## EXTRAIT À LIRE
--------------------------------------------------
Longtemps incarnée par des hommes, la production acéricole se féminise d'un temps des sucres à l'autre. À la tête d'érablières québécoises arrivent des jeunes femmes, branchées et passionnées, donnant un souffle nouveau à la traditionnelle production de sirop d'érable. Rencontre avec trois acéricultrices tombées dans le sirop, et pas que pour cuisiner des grands-pères.

Une Y et sa cabane

Trentenaire active et impliquée, maman de deux enfants âgés de 3 et 5 ans, Marie-Pier Béliveau voyage, pratique la course en sentier, s'affirme sur les réseaux sociaux et siège à divers comités agricoles. Tout ça, cette jeune femme de la génération Y l'accomplit sans négliger ses aspirations d'entrepreneure, dans un milieu masculin de surcroît.

À 20 ans, Marie-Pier Béliveau est devenue, en sept générations, la première femme à briguer la tête de l'érablière familiale située à Sainte-Sophie-d'Halifax dans le Centre-du-Québec. À l'heure actuelle, elle fait équipe avec son père pour la gestion de l'entreprise, qui comprend aussi la production laitière. L'objectif à moyen terme : devenir l'unique propriétaire.

À peine sortie de l'école secondaire, cette fille de parents agriculteur et agronome entreprend de suivre leurs traces, plus particulièrement celles de son père. Un diplôme en gestion et exploitation d'entreprise agricole en poche, elle revient au bercail pour reprendre la production laitière de 55 bêtes. Un projet qui, comme bon nombre de fermes laitières de la région, venait avec la cabane à sucre de 3200 entailles en lisière du champ.

Ayant grandi entre la ferme et la cabane, l'agricultrice entrevoit alors l'exploitation de l'érablière autrement, jusqu'à en cultiver une passion inopinée. La sérénité de son milieu de travail forestier lui plaît particulièrement, tout comme les rassemblements familiaux du temps des sucres alors qu'oncles et tantes mettent la main à la pâte.

Mais n'allez pas croire que son métier ne se résume qu'à s'amuser dans les bois, loin de là ! Comme toute production agricole saisonnière, explique l'acéricultrice, récolter et bouillir la sève des érables pour en fabriquer du sirop constitue une tâche exigeante à accomplir dans un court laps de temps. Et soumise aux caprices de dame Nature.

Il n'en demeure pas moins que cette fièvre printanière, Marie-Pier avoue y être devenue accro. « Si, aujourd'hui, j'avais à choisir entre l'étable et la cabane, ce serait la cabane », confie l'acéricultrice.

Trop dure, l'acériculture ?

Pourtant, des jeunes femmes comme Marie-Pier Béliveau aux commandes d'entreprises acéricoles font encore figure d'exceptions à la règle. Une réalité qui diffère de la production laitière, constate-t-elle. L'acériculture serait-elle un métier trop rude pour elles ?

Si la collecte manuelle de l'eau d'érable ou l'alimentation du poêle à bois à la sueur du front constituaient autrefois un frein à la relève féminine, ce n'est plus le cas aujourd'hui, croit l'acéricultrice. « En raison des avancées technologiques, le succès d'une érablière ne dépend plus uniquement d'une paire de gros bras ; il nécessite davantage une tête qui pense et qui le fait bien. »
--------------------------------------------------
## OBJECTIF DE L'EXERCICE
Transformez en liste le paragraphe de l'extrait à lire qui commence par « À peine sortie de l'école secondaire », en gardant ses faits principaux.

## LIGNES DE DONNÉES
--------------------------------------------------
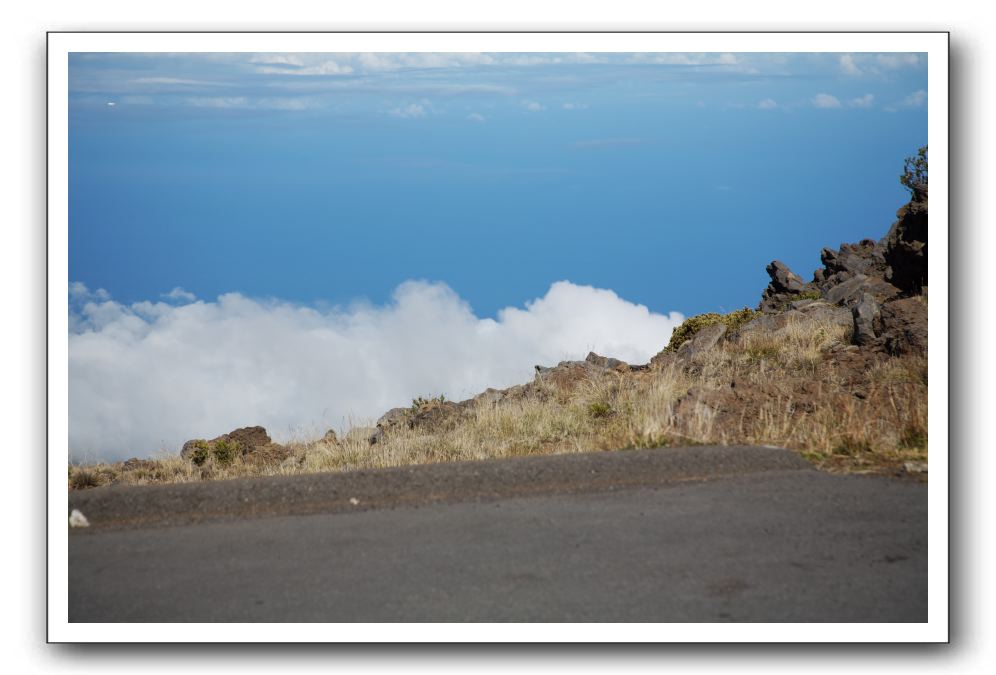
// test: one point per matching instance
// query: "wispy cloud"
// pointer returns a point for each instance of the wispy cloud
--------------------------------------------------
## RÉSULTAT ATTENDU
- À peine sortie de l'école secondaire, Marie-Pier Béliveau, dont les parents sont agriculteur et agronome, décide de suivre leurs traces, surtout celles de son père.
- Elle obtient un diplôme en gestion et exploitation d'entreprise agricole.
- Elle revient ensuite au bercail pour reprendre la production laitière de 55 bêtes.
- Comme dans bon nombre de fermes laitières de la région, ce projet comprenait une cabane à sucre de 3200 entailles en lisière du champ.